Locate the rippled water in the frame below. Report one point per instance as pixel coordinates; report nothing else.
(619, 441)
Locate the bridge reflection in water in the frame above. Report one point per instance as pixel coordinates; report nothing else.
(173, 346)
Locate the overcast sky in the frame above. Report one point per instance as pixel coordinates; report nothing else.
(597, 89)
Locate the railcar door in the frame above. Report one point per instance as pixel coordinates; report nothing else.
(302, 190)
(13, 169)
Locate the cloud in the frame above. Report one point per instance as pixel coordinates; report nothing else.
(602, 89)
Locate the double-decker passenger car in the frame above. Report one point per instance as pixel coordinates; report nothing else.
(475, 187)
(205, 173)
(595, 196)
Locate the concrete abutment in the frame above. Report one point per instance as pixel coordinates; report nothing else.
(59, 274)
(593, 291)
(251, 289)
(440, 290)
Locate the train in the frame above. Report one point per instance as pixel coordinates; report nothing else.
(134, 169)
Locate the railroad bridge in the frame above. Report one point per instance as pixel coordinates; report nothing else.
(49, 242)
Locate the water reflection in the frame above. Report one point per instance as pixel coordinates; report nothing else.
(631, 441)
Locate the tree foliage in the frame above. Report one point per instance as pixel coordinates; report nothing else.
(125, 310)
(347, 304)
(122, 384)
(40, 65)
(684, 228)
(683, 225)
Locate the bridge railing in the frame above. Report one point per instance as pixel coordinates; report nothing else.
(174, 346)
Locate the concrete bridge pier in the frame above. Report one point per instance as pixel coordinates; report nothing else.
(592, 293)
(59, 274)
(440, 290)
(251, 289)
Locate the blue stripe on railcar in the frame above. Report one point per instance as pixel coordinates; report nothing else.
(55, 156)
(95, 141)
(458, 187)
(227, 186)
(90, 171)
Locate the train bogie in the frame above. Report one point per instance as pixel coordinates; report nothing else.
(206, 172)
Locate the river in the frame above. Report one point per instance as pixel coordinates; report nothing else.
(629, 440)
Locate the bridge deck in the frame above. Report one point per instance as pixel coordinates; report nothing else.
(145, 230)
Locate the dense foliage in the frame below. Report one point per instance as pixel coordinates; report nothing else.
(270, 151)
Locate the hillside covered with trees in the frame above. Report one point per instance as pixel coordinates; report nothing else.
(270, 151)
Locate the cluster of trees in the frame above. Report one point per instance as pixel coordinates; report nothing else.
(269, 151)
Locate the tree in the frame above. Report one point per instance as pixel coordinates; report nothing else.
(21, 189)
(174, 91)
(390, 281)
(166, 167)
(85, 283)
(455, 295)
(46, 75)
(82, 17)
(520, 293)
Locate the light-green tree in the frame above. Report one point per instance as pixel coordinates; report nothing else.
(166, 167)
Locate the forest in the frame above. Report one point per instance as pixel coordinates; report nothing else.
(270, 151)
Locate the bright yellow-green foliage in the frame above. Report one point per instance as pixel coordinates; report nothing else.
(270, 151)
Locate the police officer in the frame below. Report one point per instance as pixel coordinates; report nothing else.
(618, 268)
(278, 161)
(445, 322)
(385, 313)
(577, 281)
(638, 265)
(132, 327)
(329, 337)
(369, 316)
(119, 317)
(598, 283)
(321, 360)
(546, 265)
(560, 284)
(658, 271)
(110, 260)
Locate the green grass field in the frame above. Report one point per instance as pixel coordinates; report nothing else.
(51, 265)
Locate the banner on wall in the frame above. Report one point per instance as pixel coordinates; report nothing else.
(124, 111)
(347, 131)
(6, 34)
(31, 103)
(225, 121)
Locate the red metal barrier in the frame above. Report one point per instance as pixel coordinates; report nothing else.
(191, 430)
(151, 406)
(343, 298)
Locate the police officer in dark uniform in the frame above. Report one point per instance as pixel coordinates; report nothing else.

+ + + + +

Task instructions:
Reproduce the entire listing word for word.

Task answer:
Locate the rippled water in the frame below. Report one point per instance as pixel coordinates; report nothing else.
(619, 441)
Locate the bridge reflection in water in the frame above. Report one point per instance as pixel coordinates; report nothing else.
(173, 346)
Locate the overcast sky in the frame above. Report one point per instance as pixel coordinates; report nothing else.
(597, 89)
Locate the railcar door in the frame above. Report one point per instance as pixel coordinates; report nothing else.
(302, 190)
(13, 169)
Locate the cloud in the frame above. Report one point per instance as pixel coordinates; report nothing else.
(602, 89)
Locate the double-decker passenger car in the frame above. Report one point per instance as pixel coordinates; report nothing else.
(475, 187)
(205, 173)
(595, 196)
Locate the concrete abutment in the frame above. Report one point per instance as pixel coordinates; report nothing else.
(59, 274)
(593, 291)
(251, 289)
(440, 290)
Locate the train in the frame above. Report one point per instance as pixel coordinates; report nothing else.
(134, 169)
Locate the railroad bridge in the frame above. Report one point per instance as pixel coordinates; report nothing else.
(49, 242)
Locate the water reflection in the frame above. Report one point per instance as pixel coordinates; report nothing else.
(631, 441)
Locate the tree foliage in the frame above. Report one point per instance as pixel coordinates; report nothing else.
(125, 310)
(347, 304)
(122, 384)
(40, 65)
(684, 228)
(683, 225)
Locate the bridge railing in the frame above. Report one point per instance as pixel coordinates; report nothing else.
(174, 346)
Locate the concrete bridge pier in the frame above. Report one point per instance as pixel coordinates; report nothing else.
(592, 293)
(59, 274)
(440, 290)
(251, 289)
Locate the blue stripe on railcar in the frame above. Report one point per instance as pixel coordinates; report nothing else.
(55, 156)
(95, 141)
(458, 187)
(227, 186)
(90, 171)
Locate the train bogie in the frame above. Report one point per instance as pixel coordinates; report nothing else.
(206, 172)
Locate the river in the frame above. Report one point per instance as pixel coordinates; report nothing else.
(629, 440)
Locate the bridge deck in the frame above. Report one point per instance as pixel coordinates; report nothing else.
(145, 230)
Locate the dense foliage in the frame below. Report one point per instance as pixel coordinates; report nothing else.
(270, 151)
Locate the hillside covered with trees in the frame above. Report one point per instance as pixel coordinates; report nothing else.
(270, 151)
Locate the cluster of trees in the frame above. Report one point per instance as pixel coordinates; report nothing else.
(269, 151)
Locate the tree in the frame above. Report one point per instance as pixel coordinates; report nothing else.
(21, 189)
(174, 91)
(390, 281)
(166, 167)
(85, 283)
(455, 295)
(46, 75)
(82, 17)
(520, 293)
Locate the light-green tree in the frame above. Report one point per instance as pixel coordinates; report nothing else.
(166, 167)
Locate the forest in the frame above. Report one point per instance as pixel coordinates; report nothing else.
(270, 151)
Locate the bright yellow-green foliage in the frame above. Report one point per instance as pixel coordinates; report nothing else.
(270, 151)
Locate the police officer in the frame below. Report one point per instance as pixel coordinates; report nothing else.
(618, 268)
(278, 161)
(445, 322)
(385, 313)
(577, 281)
(638, 265)
(132, 327)
(329, 337)
(369, 316)
(119, 317)
(598, 283)
(321, 360)
(546, 265)
(560, 284)
(658, 271)
(110, 260)
Locate the green grass field in the frame above. Report one point per instance as pixel coordinates; report nothing else.
(51, 265)
Locate the banner on wall in the frame above. Report one point per instance as pixel coordinates; report nothing else.
(124, 111)
(347, 131)
(6, 34)
(31, 103)
(225, 121)
Locate the red metal barrier in the frame above. Report one point per instance as pixel coordinates; report nothing else.
(191, 430)
(151, 406)
(343, 298)
Locate the police officer in dark uniform in the frame above. Report one point per instance as pixel coordinates; report nothing else.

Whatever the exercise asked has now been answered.